Object pointing dataset rows:
--- begin ---

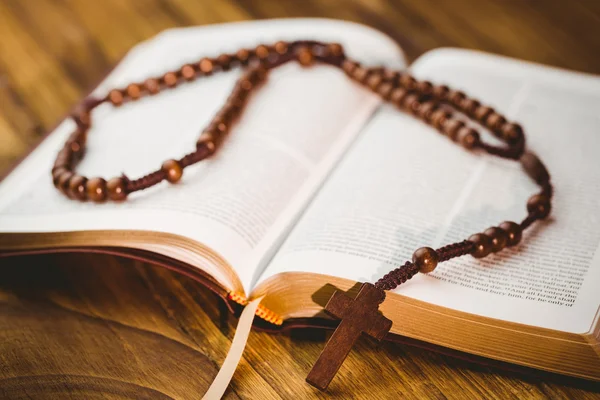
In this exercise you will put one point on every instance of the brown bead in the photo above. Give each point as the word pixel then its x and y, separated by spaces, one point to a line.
pixel 426 110
pixel 451 128
pixel 335 49
pixel 407 82
pixel 498 237
pixel 513 232
pixel 424 87
pixel 467 137
pixel 494 122
pixel 188 72
pixel 482 113
pixel 116 189
pixel 57 173
pixel 439 118
pixel 349 66
pixel 512 133
pixel 305 57
pixel 482 245
pixel 133 91
pixel 262 52
pixel 96 189
pixel 385 90
pixel 539 205
pixel 173 170
pixel 411 103
pixel 116 97
pixel 170 79
pixel 373 81
pixel 456 97
pixel 224 61
pixel 469 106
pixel 534 167
pixel 206 66
pixel 152 85
pixel 243 55
pixel 281 47
pixel 207 140
pixel 77 188
pixel 397 96
pixel 64 181
pixel 360 74
pixel 426 259
pixel 440 92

--- end ---

**Set problem**
Put every line of these rows into a Markdown table with the columns Row and Line, numbering each line and skipping blank ones. Leave the pictures out of your answer.

**Result of this exercise**
| Row | Line |
|---|---|
| 1 | In this exercise you will put one point on every instance of the brown bead in the photo above. Give each point as the word pixel then its x and y, separated by spaces, one point to a line. |
| 2 | pixel 426 110 |
| 3 | pixel 451 128 |
| 4 | pixel 335 49 |
| 5 | pixel 407 82 |
| 6 | pixel 498 237 |
| 7 | pixel 513 232 |
| 8 | pixel 424 87 |
| 9 | pixel 467 137 |
| 10 | pixel 494 122 |
| 11 | pixel 188 72 |
| 12 | pixel 482 113 |
| 13 | pixel 116 189 |
| 14 | pixel 57 173 |
| 15 | pixel 439 118 |
| 16 | pixel 349 66 |
| 17 | pixel 512 133 |
| 18 | pixel 305 57 |
| 19 | pixel 482 245 |
| 20 | pixel 133 91 |
| 21 | pixel 262 52 |
| 22 | pixel 96 189 |
| 23 | pixel 385 90 |
| 24 | pixel 539 205 |
| 25 | pixel 173 170 |
| 26 | pixel 411 103 |
| 27 | pixel 116 97 |
| 28 | pixel 170 79 |
| 29 | pixel 373 81 |
| 30 | pixel 456 97 |
| 31 | pixel 224 61 |
| 32 | pixel 469 106 |
| 33 | pixel 534 167 |
| 34 | pixel 206 66 |
| 35 | pixel 152 85 |
| 36 | pixel 243 55 |
| 37 | pixel 281 47 |
| 38 | pixel 207 140 |
| 39 | pixel 77 188 |
| 40 | pixel 397 96 |
| 41 | pixel 64 181 |
| 42 | pixel 360 74 |
| 43 | pixel 426 259 |
| 44 | pixel 440 92 |